■ COMPLETE THE FOLLOWING ■
1. In the passage about Dillon Carmichael, who produced his debut album Hell on an Angel?
2. Write the next part of the passage about Dillon Carmichael, picking up after its final sentence.

■ DOCUMENT PASSAGE ■
BEGIN

Background information
- Born: November 8, 1993 (age 32) Burgin, Kentucky, U.S.
- Origin: Nashville, Tennessee, U.S.
- Genres: Country
- Occupation: Singer-songwriter
- Instruments: Vocals, Guitar, Drums
- Years active: 2018-present
- Label: Riser House Entertainment

= Dillon Carmichael =

American singer-songwriter

Dillon Carmichael (born November 8, 1993) is an American country music singer. He signed to Riser House Entertainment in 2017 where he released his debut single, "I Do for You". In 2021 Carmichael released the Hot Beer EP, which included the title single. Later in 2021, Carmichael delivered his second album, Son of A, consisting of fourteen tracks with songs written by Michael Hardy and Ashley Gorley. As well as songs written with Jessi Alexander, and David Lee Murphy.

==Biography==
Carmichael grew up in Burgin, Kentucky. He came from a musical family that included several other musicians, including two of his uncles: singers John Michael Montgomery and Eddie Montgomery, the latter a member of Montgomery Gentry.

Carmichael began playing guitar at age 12, and joined his friends at talent shows in his area. At age 17, he and his family were contacted by a representative of The Song Factory publishing company, who encouraged Carmichael to move to Nashville, Tennessee, after he had graduated from high school. In 2018, he was recommended to record producer Dave Cobb, who produced Carmichael's debut album Hell on an Angel in 2018. On August 21, 2018, Carmichael made his Grand Ole Opry debut. He had spent a year and half as a security guard at the Opry from 2015 to 2016. In addition to playing at the Grand Ole Opry, Carmichael has played multiple festivals and toured with Brooks & Dunn,Lynyrd Skynyrd, Luke Bryan, Cody Johnson, and Jon Pardi.

Rolling Stone Country described the album as "Featuring his signature booming baritone vocals and a sonic blend that mixes the hard-nosed Outlaw country with the melodic edge of Southern rock." In 2020, Dillon charted on Country Airplay with the single release "I Do for You".

END

[Items from a data source]
BEGIN

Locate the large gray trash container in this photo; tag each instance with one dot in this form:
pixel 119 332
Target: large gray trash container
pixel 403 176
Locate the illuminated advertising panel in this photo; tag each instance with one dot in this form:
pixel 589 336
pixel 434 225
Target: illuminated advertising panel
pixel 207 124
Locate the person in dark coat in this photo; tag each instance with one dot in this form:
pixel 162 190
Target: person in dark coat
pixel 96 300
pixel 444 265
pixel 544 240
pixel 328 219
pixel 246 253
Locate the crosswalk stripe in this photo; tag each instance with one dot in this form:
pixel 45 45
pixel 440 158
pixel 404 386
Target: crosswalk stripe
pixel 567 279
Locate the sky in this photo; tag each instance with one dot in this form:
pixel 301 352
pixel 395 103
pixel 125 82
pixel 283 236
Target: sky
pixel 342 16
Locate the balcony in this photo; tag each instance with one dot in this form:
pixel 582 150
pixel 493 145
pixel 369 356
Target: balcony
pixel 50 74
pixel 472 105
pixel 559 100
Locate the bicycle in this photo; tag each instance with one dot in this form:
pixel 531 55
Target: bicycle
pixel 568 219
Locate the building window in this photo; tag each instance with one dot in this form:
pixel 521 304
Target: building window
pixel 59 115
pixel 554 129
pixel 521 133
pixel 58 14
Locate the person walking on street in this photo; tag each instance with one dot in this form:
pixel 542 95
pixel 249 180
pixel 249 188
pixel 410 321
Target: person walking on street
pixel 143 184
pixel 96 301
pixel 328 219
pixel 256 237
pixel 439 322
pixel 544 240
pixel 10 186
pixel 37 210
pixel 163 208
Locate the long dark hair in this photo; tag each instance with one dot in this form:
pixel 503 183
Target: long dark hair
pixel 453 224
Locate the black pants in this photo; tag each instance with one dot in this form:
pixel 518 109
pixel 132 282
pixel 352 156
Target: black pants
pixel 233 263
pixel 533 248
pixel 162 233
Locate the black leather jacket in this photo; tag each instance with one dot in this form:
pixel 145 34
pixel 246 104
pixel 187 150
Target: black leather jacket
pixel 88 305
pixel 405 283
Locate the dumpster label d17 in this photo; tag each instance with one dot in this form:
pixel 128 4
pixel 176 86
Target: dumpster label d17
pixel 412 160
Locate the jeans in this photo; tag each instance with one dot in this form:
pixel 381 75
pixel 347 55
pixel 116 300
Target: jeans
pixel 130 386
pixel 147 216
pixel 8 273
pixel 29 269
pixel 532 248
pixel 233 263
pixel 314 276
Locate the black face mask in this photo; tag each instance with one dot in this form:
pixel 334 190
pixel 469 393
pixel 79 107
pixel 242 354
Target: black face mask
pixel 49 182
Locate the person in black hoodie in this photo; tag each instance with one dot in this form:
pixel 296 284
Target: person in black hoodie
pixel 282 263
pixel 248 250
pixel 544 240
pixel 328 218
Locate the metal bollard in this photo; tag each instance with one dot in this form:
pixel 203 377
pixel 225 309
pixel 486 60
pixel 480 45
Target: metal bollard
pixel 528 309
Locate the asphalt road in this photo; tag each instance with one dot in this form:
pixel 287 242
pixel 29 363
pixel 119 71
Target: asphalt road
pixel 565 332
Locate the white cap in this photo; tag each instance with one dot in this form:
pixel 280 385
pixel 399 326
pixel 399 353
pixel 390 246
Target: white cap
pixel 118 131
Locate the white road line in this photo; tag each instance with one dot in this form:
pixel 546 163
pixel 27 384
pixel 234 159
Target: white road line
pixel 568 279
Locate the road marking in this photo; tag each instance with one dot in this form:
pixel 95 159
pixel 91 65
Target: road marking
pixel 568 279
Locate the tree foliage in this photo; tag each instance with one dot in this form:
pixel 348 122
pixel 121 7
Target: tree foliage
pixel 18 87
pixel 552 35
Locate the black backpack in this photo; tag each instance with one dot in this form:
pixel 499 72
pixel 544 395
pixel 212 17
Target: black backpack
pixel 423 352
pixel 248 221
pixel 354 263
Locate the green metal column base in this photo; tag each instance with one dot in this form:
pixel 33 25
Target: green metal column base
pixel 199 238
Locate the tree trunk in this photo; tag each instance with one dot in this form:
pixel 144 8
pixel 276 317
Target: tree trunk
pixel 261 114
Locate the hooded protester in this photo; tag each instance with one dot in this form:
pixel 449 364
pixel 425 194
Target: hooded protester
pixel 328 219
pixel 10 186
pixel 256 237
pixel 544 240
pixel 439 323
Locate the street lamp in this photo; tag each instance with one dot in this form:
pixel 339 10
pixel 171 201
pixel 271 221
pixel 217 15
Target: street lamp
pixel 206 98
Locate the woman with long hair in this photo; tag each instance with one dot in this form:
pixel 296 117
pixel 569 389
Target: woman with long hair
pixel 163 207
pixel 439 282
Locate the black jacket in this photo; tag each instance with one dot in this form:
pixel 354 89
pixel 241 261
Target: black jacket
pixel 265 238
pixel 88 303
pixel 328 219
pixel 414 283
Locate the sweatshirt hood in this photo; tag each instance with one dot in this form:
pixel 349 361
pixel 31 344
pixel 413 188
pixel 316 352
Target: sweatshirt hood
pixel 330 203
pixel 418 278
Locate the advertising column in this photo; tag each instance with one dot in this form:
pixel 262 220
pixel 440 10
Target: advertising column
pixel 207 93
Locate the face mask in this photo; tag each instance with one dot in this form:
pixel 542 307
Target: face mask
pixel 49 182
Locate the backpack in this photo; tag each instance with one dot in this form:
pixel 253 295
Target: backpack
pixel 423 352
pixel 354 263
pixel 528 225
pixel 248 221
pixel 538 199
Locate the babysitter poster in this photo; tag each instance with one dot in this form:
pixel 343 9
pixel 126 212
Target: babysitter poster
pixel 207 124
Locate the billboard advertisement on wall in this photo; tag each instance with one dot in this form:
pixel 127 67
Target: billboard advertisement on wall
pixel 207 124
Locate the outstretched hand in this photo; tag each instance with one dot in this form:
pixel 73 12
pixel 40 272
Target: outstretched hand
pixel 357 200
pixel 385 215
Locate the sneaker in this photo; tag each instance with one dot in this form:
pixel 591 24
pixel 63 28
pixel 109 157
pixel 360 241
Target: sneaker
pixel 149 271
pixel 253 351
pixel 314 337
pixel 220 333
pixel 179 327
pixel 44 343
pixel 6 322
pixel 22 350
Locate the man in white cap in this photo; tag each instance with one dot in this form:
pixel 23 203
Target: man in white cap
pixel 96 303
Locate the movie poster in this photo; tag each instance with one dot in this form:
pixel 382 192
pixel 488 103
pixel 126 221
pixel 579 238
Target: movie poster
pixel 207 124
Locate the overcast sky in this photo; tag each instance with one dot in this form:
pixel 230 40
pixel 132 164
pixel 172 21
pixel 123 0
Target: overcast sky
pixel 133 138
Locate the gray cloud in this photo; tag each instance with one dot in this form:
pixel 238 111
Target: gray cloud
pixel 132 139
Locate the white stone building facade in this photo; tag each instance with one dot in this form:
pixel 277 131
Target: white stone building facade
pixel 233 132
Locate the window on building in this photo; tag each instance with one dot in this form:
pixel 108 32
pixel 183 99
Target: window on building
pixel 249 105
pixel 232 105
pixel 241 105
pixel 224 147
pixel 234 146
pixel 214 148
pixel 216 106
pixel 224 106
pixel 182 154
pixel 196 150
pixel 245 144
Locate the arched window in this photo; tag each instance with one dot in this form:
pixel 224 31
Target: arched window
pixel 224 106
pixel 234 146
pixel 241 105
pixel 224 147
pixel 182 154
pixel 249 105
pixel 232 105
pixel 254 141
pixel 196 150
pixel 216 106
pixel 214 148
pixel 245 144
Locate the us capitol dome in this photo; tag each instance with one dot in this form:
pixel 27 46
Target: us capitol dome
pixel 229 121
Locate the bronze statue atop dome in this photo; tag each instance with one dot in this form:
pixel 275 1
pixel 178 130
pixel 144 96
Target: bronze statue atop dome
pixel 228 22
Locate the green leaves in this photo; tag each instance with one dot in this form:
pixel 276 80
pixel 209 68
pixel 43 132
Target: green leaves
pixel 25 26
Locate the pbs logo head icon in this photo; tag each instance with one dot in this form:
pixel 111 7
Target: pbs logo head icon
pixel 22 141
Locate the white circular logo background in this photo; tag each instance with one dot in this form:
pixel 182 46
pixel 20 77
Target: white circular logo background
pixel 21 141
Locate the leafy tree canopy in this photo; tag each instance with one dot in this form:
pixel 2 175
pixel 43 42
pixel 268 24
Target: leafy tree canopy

END

■ ANSWERS FOR EACH ITEM ■
1. Dave Cobb

2.
Carmichael released his sophomore LP Son of A (a 2021 release co-produced by Jon Pardi), with the title track earning his top Country Airplay position to date. In 2024, he was named a New Face of Country Music by Country Radio Seminar.

Carmichael's most recent album, 2025's Keepin' Country Alive, endlessly spotlights the emotional impact of Carmichael's storytelling, whether he is paying homage to the beauty of the rural life ("Home", "Good Ol' Day") or on a gritty anthem like "Raised Up Wrong".

==Discography==
===Albums===

| Title | Album details | Peak chart positions |
US Indie
| Hell on an Angel | Release date: August 17, 2018; Label: Riser House; Format: CD, music download; | 37 |
| Son of A | Release date: October 22, 2021; Label: Riser House; Format: CD, music download; | — |
| Keepin' Country Alive | Release date: June 13, 2025; Label: Riser House; Format: CD, music download; | — |

===Singles===

| Year | Single | Peak chart positions | Album |
US Country Airplay
| 2019 | "I Do for You" | 40 | —N/a |
| 2021 | "Hot Beer" | 53 | Son of A |
| "Son of A" | 31 |
| 2023 | "Drinkin' Problems" | 31 | —N/a |
| 2025 | "She Gone" | — | Keepin' Country Alive |
"—" denotes a recording that did not chart.